INPUT FOR THIS TASK: Begin

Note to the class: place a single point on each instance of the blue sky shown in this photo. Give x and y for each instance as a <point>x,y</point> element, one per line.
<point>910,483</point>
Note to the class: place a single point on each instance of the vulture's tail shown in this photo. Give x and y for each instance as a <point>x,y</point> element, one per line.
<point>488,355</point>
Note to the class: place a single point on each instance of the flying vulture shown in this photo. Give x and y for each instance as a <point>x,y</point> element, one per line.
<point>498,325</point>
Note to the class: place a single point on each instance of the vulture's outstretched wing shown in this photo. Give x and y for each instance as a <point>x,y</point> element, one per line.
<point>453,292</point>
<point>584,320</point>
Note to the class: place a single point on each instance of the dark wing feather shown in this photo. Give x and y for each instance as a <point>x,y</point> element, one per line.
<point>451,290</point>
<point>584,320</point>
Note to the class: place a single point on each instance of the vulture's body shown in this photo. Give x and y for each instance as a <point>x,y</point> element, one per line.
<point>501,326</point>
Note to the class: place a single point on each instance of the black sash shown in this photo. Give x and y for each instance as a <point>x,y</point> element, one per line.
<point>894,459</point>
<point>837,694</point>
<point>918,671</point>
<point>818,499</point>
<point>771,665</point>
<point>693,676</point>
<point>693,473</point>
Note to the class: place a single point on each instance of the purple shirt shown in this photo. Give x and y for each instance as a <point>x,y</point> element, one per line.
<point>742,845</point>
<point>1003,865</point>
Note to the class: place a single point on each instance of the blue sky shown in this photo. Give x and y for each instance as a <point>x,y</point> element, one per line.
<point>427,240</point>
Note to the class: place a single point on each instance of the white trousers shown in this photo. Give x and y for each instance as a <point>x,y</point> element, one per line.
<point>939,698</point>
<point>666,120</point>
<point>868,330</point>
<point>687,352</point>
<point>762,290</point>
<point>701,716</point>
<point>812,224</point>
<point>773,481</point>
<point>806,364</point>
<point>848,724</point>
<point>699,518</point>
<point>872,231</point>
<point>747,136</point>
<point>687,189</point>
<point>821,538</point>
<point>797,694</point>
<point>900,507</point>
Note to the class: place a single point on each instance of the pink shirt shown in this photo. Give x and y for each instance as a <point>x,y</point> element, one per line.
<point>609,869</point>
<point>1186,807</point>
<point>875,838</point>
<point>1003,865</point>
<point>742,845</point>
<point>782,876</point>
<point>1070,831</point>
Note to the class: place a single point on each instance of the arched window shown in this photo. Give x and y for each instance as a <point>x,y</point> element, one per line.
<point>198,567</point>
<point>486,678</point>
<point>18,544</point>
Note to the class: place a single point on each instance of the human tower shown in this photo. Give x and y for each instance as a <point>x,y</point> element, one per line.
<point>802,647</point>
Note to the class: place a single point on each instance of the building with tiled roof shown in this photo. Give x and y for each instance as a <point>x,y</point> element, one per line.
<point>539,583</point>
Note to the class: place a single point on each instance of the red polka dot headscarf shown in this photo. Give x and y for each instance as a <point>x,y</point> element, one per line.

INPUT FOR THIS TASK: End

» TASK TO COMPLETE
Set every entry down once more, exactly as written above.

» SOLUTION FOR THIS EXERCISE
Note to the class: place a single point on each instance of the blue sky shown in this photo. Give x and y for each instance as a <point>x,y</point> element, one per line.
<point>910,483</point>
Note to the class: place a single point on each instance of the vulture's tail shown in this photo. Give x and y for each instance as a <point>x,y</point> element, one per line.
<point>488,355</point>
Note to the class: place a single point on each instance of the flying vulture shown in this photo. Give x and y for each instance as a <point>x,y</point> element, one per line.
<point>498,325</point>
Note to the class: place a single point on each instance of the vulture's outstretched wing shown in this photo. Give x and y for each instance as a <point>x,y</point> element, one per line.
<point>453,292</point>
<point>584,320</point>
Note to the class: place a single point on each instance of the dark wing feather shown in this photo. Give x and y for each instance as a <point>x,y</point> element, one per line.
<point>451,290</point>
<point>584,320</point>
Note to the class: place a single point on each instance of the vulture's body shown in this photo. Give x and y for each instance as a <point>x,y</point> element, one per line.
<point>501,326</point>
Note to the class: place a single point on each instance of the black sash shown in this photo. Give x and y for each instance as a <point>x,y</point> element, one per line.
<point>894,459</point>
<point>837,694</point>
<point>918,671</point>
<point>818,499</point>
<point>771,665</point>
<point>693,676</point>
<point>693,473</point>
Note to the class: place a single point on each instance of the purple shirt shown in this photo. Give x and y for each instance as a <point>x,y</point> element, one per line.
<point>742,845</point>
<point>1003,865</point>
Note to the class: place a single point on each instance of the blue sky shown in this photo. Give x and y for each instance as a <point>x,y</point> element, one per line.
<point>427,240</point>
Note to the class: place a single point on each instance of the white trousers shown in this photo. Give x and y for each instance as a <point>x,y</point> element, one per line.
<point>939,698</point>
<point>666,120</point>
<point>868,330</point>
<point>687,352</point>
<point>762,290</point>
<point>701,716</point>
<point>812,224</point>
<point>773,481</point>
<point>806,364</point>
<point>848,724</point>
<point>699,518</point>
<point>872,231</point>
<point>747,136</point>
<point>687,189</point>
<point>821,538</point>
<point>797,694</point>
<point>900,507</point>
Note to the class: place a single point on each instance of the pink shirt shown in this photo. Give x and y for each instance as a <point>x,y</point> element, one per line.
<point>609,869</point>
<point>1186,807</point>
<point>875,838</point>
<point>1003,865</point>
<point>742,845</point>
<point>782,876</point>
<point>1070,831</point>
Note to the class: place a single point on each instance of the arched window shown in this photo. Give x and y for each instance as a <point>x,y</point> element, one per line.
<point>198,567</point>
<point>486,678</point>
<point>18,544</point>
Note to the class: place a single point on each instance of the human tower shown in this photo. Give x and y for each instance as a <point>x,y</point> element, one per line.
<point>802,647</point>
Note to the class: place a single point on each instance of the building with tiled roof shown in this photo. Give x and y for each instance as a <point>x,y</point> element, one per line.
<point>539,583</point>
Note to the class: place a single point on each instance of the red polka dot headscarf shown in this photo. Give x and y for each instance as a <point>x,y</point> element, one per line.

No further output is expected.